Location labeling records

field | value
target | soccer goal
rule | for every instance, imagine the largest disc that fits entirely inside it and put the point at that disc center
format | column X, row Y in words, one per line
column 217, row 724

TASK — Rewrite the rows above, changing "disc" to "circle" wherever it occurs and keeping everything else the same.

ANSWER BELOW —
field | value
target | soccer goal
rule | for every instance, imagine the largest circle that fits entirely inside it and put the point at that circle center
format | column X, row Y in words, one per line
column 217, row 724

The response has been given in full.